▸ **Assigned task A**
In the piece on protest and organizing, how many new voters did Obama supporters register across the 2008 and 2012 campaigns?
▸ **Assigned task B**
Print the part of the piece on protest and organizing starting with "These are questions" and going on through "over many years.".

▸ **Selected extract**
--*--
How could the people who invented protest become so thoroughly overshadowed by their opponents? And can the left make a come-back?

These are questions that those of us who have been going to the “No Kings” protests over the past year should be asking.

Writer Charles Duhigg’s recent New Yorker essay gives answers that confirm some of my own suspicions about the ineffectiveness of the left wing protests and Democratic Party election campaigns I’ve participated in over many years.

It’s a long article (6k words), so I decided to summarize it here (1.6k words), but if you have a chance, go find a copy of the Feb. 2 New Yorker.

Central to Duhigg’s argument is a distinction between mobilizing—"getting people to do a thing’—and organizing—“getting people to become the kind of people who do what needs to be done.” Since the decline of unions and the Civil Rights Movement, liberal protests and Democratic presidential campaigns mostly just try to mobilize people. Duhigg:

In the past century, Democrats have usually counted on outside organizations such as churches and labor unions to provide the kind of year-round, localized infrastructure that a movement needs to survive. But, as unions and non-evangelical churches have shrunk, the left has turned to a different strategy. It's become largely focussed on creating spectacles, such as the No Kings protests, that can mobilize large numbers of people at breakneck speed to march, sign petitions, and contribute money. But much of the energy fizzles away once the protest or the election is over. Indeed, large gatherings and high-profile protests haven't generally been effective at sparking widespread change: a recent study from the National Bureau of Economic Research, which looked at major U.S. social movements between 2017 and 2022, found that "protests generate substantial internet activity but have limited effects on political attitudes."

Ironically, the modern model for successful organizing of presidential campaigns was pioneered by a Democrat, Barack Obama in 2008.

Duhigg says that the Obama campaign

recruited tens of thousands of volunteer leaders and basically told them to do what they thought best—in essence, to become franchises. These local leaders began experimenting with different messages and strategies, and then shared their results with one another. In Florida, a volunteer used her own money to rent an unofficial Obama campaign office while others built an "Obama booth," near a dog run, to register voters. In California, one particularly enthusiastic volunteer created an unofficial social-media account for Obama. (Webmasters eventually took it away.) After the official campaign built a website with instructions on how to create pro-Obama videos, more than four hundred thousand of them were uploaded to YouTube. This deliberately varied strategy vastly exceeded expectations; by many counts, it attracted more volunteers, who worked for more hours, than in any other campaign in U.S. history. In the 2008 and 2012 campaigns, a total of more than two million Obama supporters approached their neighbors and colleagues more than twenty-four million times, registering at least 1.8 million new voters and helping Obama and congressional Democrats secure victories.
--*--
▸ **Extracted material**

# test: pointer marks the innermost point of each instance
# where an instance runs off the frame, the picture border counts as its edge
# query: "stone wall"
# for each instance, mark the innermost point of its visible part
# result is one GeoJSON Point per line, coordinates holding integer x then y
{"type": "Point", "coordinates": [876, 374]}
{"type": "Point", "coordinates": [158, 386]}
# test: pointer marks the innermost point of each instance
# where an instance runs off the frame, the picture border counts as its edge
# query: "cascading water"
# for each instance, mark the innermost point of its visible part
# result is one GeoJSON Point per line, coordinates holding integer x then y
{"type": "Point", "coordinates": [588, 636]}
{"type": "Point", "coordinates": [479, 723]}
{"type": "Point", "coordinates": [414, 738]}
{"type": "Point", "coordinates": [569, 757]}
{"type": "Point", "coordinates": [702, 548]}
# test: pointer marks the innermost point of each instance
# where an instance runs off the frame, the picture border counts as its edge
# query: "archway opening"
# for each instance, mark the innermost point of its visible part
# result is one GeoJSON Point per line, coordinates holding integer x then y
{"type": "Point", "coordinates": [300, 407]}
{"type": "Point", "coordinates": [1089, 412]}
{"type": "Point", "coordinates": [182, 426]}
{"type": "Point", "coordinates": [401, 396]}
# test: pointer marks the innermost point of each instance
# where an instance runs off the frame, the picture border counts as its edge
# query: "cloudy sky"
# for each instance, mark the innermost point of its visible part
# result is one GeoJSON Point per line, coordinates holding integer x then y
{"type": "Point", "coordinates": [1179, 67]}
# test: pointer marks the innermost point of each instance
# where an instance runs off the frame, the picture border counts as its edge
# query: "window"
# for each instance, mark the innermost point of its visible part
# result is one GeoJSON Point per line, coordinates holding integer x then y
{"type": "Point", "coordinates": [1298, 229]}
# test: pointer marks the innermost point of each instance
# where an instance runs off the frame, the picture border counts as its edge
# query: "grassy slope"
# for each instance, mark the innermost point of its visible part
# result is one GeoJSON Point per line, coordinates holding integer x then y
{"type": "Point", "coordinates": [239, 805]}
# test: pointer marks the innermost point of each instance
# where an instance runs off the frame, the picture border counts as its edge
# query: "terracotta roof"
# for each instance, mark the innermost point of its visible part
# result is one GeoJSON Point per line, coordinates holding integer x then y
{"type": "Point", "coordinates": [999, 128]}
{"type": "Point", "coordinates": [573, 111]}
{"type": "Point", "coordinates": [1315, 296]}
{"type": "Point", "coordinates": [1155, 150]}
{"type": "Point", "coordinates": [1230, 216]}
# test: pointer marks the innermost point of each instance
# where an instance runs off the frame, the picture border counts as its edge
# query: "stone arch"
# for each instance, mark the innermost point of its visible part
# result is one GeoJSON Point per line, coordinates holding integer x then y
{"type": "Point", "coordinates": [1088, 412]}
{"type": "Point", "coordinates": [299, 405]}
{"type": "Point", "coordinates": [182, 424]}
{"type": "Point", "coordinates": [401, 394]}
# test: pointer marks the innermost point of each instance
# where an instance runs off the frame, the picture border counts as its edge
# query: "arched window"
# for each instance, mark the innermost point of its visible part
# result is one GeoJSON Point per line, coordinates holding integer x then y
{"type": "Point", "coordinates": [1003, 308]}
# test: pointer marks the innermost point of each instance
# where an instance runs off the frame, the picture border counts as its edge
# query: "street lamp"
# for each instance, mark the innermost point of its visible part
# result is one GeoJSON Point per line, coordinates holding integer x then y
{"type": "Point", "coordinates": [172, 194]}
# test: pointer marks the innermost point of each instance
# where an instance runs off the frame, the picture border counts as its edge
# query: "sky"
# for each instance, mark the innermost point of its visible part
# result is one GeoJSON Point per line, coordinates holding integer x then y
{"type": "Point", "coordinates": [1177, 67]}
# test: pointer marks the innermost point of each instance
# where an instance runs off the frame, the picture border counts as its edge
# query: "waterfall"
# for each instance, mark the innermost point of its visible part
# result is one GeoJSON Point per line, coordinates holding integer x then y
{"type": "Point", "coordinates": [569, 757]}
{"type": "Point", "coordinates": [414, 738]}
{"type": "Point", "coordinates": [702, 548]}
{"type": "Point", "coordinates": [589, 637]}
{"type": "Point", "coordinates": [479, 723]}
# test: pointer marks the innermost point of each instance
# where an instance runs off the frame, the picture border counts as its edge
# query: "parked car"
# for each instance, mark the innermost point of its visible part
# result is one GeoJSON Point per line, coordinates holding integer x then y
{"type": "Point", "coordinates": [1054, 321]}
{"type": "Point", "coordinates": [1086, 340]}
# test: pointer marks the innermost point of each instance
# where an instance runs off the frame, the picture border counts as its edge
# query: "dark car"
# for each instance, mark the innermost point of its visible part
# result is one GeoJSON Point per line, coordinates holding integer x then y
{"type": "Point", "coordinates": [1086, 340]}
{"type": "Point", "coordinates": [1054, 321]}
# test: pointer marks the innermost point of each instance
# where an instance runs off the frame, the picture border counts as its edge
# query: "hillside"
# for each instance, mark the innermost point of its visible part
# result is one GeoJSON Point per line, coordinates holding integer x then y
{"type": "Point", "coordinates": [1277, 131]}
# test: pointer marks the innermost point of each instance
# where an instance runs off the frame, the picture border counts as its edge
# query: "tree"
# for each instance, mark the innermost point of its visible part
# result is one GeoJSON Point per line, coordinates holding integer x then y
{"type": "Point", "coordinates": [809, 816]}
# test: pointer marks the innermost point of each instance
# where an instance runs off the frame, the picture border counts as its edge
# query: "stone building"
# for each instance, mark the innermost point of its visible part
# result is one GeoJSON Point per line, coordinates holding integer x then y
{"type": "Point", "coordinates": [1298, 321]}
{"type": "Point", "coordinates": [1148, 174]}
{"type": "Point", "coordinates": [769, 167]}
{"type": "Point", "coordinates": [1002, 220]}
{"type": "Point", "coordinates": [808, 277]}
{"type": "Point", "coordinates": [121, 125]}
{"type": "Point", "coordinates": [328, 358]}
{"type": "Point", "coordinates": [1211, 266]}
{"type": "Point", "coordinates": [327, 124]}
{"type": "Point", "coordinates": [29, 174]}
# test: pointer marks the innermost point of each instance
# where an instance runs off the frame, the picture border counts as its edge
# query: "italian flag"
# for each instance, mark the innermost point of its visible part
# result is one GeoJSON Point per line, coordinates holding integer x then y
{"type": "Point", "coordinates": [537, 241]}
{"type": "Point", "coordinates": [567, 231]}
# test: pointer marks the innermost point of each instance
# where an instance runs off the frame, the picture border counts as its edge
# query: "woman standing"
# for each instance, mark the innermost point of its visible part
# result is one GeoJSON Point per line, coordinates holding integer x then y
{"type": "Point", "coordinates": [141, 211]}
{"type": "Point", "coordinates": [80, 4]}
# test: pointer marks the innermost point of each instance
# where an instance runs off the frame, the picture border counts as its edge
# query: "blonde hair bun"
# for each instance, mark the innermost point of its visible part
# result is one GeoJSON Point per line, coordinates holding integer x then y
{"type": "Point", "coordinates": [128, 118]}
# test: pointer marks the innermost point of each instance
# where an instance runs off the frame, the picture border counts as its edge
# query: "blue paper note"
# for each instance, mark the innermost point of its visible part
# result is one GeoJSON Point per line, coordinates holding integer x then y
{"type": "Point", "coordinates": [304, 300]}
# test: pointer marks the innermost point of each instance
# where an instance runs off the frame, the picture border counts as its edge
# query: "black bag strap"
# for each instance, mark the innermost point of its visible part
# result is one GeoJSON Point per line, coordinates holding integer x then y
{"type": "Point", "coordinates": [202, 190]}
--*--
▸ **Task response A**
At least 1.8 million new voters.

▸ **Task response B**
These are questions that those of us who have been going to the “No Kings” protests over the past year should be asking.

Writer Charles Duhigg’s recent New Yorker essay gives answers that confirm some of my own suspicions about the ineffectiveness of the left wing protests and Democratic Party election campaigns I’ve participated in over many years.